BEGIN

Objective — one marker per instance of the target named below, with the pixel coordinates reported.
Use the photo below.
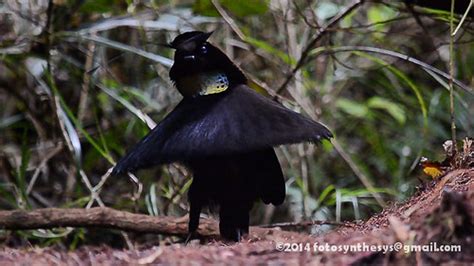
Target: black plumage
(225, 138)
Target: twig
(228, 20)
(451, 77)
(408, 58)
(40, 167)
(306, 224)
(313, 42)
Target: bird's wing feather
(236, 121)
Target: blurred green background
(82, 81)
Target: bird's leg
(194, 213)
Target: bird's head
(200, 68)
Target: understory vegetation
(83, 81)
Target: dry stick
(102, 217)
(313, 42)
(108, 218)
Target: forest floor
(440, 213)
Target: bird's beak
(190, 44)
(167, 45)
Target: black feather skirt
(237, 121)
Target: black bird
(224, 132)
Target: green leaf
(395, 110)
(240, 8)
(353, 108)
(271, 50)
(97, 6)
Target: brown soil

END
BEGIN

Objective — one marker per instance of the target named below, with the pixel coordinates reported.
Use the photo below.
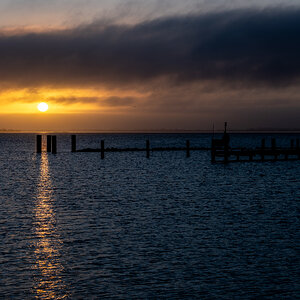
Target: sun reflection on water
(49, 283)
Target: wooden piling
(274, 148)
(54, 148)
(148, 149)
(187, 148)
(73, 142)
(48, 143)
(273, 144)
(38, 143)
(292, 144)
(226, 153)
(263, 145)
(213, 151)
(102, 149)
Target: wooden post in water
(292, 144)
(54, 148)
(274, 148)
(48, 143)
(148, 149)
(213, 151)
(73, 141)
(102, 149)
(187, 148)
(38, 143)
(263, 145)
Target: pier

END
BEGIN

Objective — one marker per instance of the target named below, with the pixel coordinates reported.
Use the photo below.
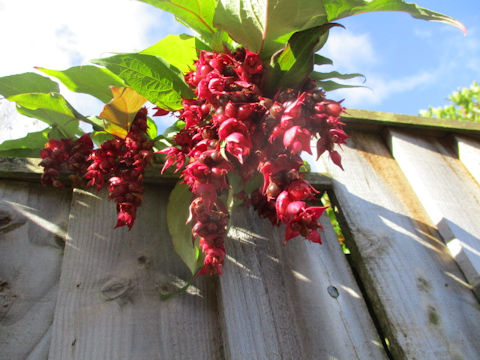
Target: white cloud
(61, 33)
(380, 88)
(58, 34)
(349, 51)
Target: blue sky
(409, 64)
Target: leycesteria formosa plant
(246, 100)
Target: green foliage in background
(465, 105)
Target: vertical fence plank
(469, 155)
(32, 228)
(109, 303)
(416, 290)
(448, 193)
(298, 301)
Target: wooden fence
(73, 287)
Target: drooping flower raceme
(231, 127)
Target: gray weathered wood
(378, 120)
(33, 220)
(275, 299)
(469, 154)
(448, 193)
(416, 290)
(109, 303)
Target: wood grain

END

* [ACTIVITY]: Extract exactly and only the lines above from the line containing "Target: wooden piling" through the line containing "Target: pier", both end lines included.

* [EXERCISE OUTPUT]:
Target: wooden piling
(274, 148)
(54, 148)
(148, 149)
(187, 148)
(73, 142)
(48, 143)
(273, 144)
(38, 143)
(292, 144)
(226, 153)
(263, 145)
(213, 151)
(102, 149)
Target: wooden post in water
(292, 144)
(54, 148)
(274, 148)
(48, 143)
(148, 149)
(213, 151)
(73, 141)
(102, 149)
(187, 148)
(38, 143)
(263, 145)
Target: pier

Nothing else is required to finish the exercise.